*** Opening Provided passage ***

Alternating optimization enables co-training of GistNet, LensNet, and base-model adapters without full end-to-end backpropagation through the discrete Focus Allocator. By cycling through phases where different components are frozen and updated, the system learns stable policies while maintaining computational efficiency.
Why Alternating Optimization is Needed
Core Challenge: The MegaContext Tree architecture involves three interdependent modules—GistNet (compression), LensNet (focusing), and base-model adapters (LoRA)—plus a discrete Focus Allocator that makes non-differentiable expand/collapse decisions.
Problem with End-to-End Training:
- Full backpropagation through long unrolls of the Focus Allocator is computationally prohibitive
- The discrete allocator has no gradients to flow through
- Joint optimization causes instability: when all modules change simultaneously, they chase moving targets
Solution: EM-Style Alternating Phases The alternating optimization schedule mimics Expectation-Maximization:
- E-like step: Hold policy components fixed to generate supervision signals (e.g., counterfactual ΔNLL utilities)

*** Closing Provided passage ***

- _What is being asked_
According to the alternating optimization passage, which three interdependent modules does the MegaContext Tree architecture involve?

*** Opening Source information ***

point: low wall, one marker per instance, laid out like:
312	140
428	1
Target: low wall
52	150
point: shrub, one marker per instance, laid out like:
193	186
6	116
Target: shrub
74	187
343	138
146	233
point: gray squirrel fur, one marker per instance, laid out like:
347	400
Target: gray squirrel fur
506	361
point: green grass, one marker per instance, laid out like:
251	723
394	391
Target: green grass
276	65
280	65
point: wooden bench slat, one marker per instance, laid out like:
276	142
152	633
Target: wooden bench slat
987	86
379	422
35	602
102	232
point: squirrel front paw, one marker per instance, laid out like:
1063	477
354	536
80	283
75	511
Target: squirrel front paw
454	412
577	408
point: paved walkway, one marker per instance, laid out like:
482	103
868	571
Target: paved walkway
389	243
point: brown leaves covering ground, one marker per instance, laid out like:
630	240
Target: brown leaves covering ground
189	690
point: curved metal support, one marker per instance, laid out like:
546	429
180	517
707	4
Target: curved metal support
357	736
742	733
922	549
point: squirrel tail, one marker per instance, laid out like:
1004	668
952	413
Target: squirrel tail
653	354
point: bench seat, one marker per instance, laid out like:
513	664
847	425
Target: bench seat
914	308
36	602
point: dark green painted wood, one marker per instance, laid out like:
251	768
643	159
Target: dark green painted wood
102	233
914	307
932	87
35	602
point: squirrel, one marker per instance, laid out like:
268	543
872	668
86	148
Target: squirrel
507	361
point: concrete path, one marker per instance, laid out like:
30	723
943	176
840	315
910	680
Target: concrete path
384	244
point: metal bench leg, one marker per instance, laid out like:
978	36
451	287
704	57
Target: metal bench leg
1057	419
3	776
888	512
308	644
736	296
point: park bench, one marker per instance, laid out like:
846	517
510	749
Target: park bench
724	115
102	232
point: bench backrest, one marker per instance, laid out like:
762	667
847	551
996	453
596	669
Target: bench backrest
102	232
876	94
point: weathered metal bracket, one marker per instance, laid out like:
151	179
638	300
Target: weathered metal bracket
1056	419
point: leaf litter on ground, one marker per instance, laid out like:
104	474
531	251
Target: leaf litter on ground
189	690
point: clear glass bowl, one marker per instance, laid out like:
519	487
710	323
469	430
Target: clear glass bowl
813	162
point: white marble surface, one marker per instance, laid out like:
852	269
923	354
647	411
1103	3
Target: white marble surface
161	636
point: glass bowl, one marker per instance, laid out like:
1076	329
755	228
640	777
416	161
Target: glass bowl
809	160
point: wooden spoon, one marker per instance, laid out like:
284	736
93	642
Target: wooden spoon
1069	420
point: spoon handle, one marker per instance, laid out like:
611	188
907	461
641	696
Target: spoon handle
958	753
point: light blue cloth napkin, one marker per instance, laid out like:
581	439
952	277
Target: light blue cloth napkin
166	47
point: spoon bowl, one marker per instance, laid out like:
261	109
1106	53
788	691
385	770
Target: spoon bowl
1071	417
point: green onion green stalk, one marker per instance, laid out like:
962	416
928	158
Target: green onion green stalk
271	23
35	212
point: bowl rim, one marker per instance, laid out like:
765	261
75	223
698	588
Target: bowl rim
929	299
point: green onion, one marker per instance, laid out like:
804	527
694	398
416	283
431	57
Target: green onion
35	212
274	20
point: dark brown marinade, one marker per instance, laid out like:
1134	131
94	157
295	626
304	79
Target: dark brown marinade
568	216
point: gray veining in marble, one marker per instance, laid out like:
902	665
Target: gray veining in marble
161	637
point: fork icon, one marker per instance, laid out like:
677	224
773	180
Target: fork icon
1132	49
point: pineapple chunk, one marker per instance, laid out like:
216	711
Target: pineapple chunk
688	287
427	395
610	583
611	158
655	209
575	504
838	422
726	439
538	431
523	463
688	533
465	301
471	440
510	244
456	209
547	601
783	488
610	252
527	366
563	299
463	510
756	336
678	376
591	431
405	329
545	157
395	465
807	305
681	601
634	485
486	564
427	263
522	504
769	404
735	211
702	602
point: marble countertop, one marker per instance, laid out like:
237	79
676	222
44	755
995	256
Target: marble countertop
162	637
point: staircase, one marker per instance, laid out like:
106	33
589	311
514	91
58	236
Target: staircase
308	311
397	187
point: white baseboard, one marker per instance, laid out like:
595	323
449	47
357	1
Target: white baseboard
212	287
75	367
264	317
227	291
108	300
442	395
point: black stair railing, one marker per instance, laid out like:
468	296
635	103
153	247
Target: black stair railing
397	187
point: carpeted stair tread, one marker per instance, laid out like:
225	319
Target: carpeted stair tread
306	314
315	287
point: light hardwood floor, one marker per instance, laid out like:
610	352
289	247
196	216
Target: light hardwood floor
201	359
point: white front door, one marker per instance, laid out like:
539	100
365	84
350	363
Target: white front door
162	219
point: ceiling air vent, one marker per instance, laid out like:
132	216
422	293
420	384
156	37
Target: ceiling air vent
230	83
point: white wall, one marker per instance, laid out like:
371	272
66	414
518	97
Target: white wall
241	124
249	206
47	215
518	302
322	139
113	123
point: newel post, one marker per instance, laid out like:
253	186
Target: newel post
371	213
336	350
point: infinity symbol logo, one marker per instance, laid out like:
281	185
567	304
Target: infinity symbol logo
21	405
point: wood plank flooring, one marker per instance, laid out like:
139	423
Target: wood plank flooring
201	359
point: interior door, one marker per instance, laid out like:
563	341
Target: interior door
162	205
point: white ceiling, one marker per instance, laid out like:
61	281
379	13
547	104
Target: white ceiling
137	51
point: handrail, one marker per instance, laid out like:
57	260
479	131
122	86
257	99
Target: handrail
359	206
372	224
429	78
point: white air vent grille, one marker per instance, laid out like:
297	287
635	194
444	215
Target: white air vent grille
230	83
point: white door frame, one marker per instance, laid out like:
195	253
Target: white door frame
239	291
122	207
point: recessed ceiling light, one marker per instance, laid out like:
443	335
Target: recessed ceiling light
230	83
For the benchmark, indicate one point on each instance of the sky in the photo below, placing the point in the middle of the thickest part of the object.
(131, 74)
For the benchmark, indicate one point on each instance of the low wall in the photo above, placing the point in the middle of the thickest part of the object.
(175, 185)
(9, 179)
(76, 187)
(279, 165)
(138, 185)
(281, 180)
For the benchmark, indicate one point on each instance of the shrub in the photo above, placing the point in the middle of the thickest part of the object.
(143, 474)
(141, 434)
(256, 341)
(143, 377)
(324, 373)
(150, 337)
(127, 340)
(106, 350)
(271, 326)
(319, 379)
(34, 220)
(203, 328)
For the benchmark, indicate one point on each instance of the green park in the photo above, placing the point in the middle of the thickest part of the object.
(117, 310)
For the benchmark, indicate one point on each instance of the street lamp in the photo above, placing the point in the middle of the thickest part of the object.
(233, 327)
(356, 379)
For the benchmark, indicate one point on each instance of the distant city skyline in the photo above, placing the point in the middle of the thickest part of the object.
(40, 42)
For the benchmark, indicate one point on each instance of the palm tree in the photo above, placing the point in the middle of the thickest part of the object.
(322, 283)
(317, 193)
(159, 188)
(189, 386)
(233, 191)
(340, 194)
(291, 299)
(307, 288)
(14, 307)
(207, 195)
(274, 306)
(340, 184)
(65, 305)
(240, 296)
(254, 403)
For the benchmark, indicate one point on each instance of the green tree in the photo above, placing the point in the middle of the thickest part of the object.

*** Closing Source information ***

- _Answer to this task_
GistNet (compression), LensNet (focusing), and base-model adapters (LoRA).